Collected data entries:
Content starts
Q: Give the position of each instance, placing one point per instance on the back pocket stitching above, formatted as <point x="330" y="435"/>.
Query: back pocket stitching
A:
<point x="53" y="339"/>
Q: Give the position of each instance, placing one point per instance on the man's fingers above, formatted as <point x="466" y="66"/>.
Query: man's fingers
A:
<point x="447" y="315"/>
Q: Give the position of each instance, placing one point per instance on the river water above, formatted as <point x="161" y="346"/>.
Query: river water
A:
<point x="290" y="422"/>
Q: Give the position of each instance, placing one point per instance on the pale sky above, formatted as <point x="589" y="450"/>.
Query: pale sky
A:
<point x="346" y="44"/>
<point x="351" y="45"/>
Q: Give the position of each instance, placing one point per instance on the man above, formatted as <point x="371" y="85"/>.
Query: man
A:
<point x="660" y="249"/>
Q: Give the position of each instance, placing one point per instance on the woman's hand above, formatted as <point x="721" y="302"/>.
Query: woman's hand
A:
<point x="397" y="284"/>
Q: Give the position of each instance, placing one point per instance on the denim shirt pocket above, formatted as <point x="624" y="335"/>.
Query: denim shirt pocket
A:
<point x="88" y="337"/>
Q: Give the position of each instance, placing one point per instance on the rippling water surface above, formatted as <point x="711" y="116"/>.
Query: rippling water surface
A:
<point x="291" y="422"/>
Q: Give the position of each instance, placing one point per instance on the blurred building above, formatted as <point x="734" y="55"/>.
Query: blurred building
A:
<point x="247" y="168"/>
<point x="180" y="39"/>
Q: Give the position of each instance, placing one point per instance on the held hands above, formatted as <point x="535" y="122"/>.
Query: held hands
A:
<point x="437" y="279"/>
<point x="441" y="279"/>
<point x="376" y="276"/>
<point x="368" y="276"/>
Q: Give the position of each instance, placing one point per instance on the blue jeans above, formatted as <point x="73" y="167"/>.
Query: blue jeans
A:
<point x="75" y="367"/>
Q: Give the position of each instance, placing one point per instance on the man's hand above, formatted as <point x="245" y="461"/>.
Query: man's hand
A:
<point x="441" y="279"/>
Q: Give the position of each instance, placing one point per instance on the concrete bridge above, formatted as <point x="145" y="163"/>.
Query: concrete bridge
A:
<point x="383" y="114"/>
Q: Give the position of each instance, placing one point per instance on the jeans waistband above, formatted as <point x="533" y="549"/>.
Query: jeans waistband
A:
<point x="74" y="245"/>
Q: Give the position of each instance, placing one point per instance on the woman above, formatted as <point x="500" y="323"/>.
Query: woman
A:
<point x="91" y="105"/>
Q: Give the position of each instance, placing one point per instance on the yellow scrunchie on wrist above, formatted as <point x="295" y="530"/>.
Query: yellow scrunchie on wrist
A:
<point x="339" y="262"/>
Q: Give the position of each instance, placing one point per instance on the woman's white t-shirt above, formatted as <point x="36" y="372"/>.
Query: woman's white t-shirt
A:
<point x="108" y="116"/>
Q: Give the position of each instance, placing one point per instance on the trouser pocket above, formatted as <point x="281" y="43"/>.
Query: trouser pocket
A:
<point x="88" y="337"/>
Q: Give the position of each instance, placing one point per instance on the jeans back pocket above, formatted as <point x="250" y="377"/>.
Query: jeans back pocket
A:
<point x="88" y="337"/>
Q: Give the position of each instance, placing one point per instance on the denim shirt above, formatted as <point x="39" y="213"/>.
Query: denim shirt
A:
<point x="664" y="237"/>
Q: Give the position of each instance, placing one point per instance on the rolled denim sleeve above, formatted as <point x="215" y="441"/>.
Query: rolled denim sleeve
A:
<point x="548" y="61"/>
Content ends
◆ ACTIVITY ◆
Each line in the entries above that includes the string "building" should be extracted.

◆ SOLUTION FOR THIS TASK ◆
Q: Give the position of each instance, placing one point per instance on the blurred building above, formatted as <point x="734" y="55"/>.
Query: blurred building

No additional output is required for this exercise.